# [DOCUMENT EXCERPT]

------------------------------------------------

The cash boom is in large part owing to the recovery in global oil prices, which fell to 21-year lows of less than $20 a barrel in April last year because of the abrupt halt in global travel and economic activity. The company added that “an exceptional gas marketing and trading performance” also helped to bolster its revenues in the first months of the year.

The return to profit marks the end of BP’s toughest year since the Deepwater Horizon disaster in the Gulf of Mexico a decade ago. The company was forced to cut its dividend, scrap its executive bonus pay and cull 10,000 jobs from its global workforce, while beginning the transition away from fossil fuels and towards a low-carbon energy portfolio.

The impact of the pandemic caused the sharpest slump in global oil demand in the industry’s history, but experts predicted that the years ahead could bring the fastest surge in demand in response.

------------------------------------------------

[Stored entries]
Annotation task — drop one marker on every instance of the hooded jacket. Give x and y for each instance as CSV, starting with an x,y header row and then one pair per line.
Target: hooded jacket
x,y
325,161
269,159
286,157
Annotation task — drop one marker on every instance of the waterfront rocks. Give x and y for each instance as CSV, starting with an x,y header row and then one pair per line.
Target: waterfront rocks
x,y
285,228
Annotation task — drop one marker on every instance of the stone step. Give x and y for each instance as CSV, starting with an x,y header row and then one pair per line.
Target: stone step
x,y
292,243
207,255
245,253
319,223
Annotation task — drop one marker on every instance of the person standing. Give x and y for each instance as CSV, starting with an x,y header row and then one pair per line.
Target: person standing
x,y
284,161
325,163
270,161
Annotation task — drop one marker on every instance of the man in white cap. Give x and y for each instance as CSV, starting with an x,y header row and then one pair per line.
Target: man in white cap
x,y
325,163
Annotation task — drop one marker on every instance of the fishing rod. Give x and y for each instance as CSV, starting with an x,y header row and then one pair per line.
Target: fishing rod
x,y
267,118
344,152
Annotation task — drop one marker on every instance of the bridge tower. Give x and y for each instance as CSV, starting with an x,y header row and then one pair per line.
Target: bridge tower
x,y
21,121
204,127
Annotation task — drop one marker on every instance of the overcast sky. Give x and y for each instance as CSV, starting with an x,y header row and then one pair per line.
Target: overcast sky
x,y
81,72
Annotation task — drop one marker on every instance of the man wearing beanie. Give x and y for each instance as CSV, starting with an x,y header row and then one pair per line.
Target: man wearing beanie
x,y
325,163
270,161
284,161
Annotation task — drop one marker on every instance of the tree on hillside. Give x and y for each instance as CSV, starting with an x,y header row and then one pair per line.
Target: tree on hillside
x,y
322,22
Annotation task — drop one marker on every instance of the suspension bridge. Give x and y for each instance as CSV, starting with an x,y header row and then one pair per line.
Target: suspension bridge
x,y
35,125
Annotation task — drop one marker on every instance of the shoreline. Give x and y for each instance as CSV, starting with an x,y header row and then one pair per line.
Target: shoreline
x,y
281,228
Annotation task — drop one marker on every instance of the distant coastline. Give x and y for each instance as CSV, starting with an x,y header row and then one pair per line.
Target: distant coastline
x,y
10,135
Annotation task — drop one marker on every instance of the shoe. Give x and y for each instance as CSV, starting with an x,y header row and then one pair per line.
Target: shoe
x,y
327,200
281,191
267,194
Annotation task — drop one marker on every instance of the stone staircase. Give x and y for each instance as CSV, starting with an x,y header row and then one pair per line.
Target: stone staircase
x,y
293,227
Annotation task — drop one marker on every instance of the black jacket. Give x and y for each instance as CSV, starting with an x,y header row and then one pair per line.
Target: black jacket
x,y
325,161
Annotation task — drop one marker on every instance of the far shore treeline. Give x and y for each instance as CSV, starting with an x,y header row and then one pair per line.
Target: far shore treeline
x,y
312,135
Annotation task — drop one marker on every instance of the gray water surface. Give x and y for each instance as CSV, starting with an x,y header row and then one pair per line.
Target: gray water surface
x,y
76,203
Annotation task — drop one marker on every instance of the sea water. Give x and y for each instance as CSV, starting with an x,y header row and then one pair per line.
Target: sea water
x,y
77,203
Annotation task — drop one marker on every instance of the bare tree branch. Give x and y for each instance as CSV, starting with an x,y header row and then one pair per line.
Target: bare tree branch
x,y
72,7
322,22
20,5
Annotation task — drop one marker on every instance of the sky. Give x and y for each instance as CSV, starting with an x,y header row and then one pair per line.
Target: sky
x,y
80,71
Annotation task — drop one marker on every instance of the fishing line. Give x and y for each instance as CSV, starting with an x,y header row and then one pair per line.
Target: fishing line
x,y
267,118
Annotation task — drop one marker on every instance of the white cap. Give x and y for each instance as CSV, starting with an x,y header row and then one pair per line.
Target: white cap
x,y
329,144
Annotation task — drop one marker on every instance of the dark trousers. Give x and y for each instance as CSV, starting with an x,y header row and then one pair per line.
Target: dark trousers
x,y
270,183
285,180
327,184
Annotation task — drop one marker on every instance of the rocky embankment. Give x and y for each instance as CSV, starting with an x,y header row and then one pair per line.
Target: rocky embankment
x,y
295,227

------------------------------------------------

# [TASK REQUIREMENTS]
1) Decide whether each statement agrees with the BP passage, answering yes or no and quoting the words that settle it: (a) Oil prices dropped below $20 a barrel in April of last year. (b) BP cut 20,000 jobs from its global workforce. (c) The Deepwater Horizon disaster took place in the North Sea.
2) List every measure that the BP passage says the company was forced to take.
3) Extend the BP passage by continuing on from its final sentence.
The stored entries are not needed for any of this work.

# [EXERCISE ANSWERS]
1)
(a) Yes: "fell to 21-year lows of less than $20 a barrel in April last year"
(b) No: "cull 10,000 jobs from its global workforce"
(c) No: "the Deepwater Horizon disaster in the Gulf of Mexico a decade ago"

2)
- Cut its dividend
- Scrapped its executive bonus pay
- Culled 10,000 jobs from its global workforce

3)
Global oil prices fell from an average of just over $61.60 a barrel in January last year to an average of $21.40 a barrel in April 2020. During the first quarter of 2021, the average price of Brent crude returned to almost $60 a barrel, and is expected to bolster the fortunes of the world’s biggest oil companies. Brent was trading at $66 on Tuesday morning.

The influx of cash allowed BP to cut its debt by $5.6bn over the last quarter to $33.3bn, meaning its share buybacks can begin in the second quarter, Looney said.

“And at the same time, we’ve delivered disciplined strategic progress right across BP – including building a high-quality offshore wind business, making great strides in our electrification agenda and setting ourselves up for further growth in the Gulf of Mexico,” he said.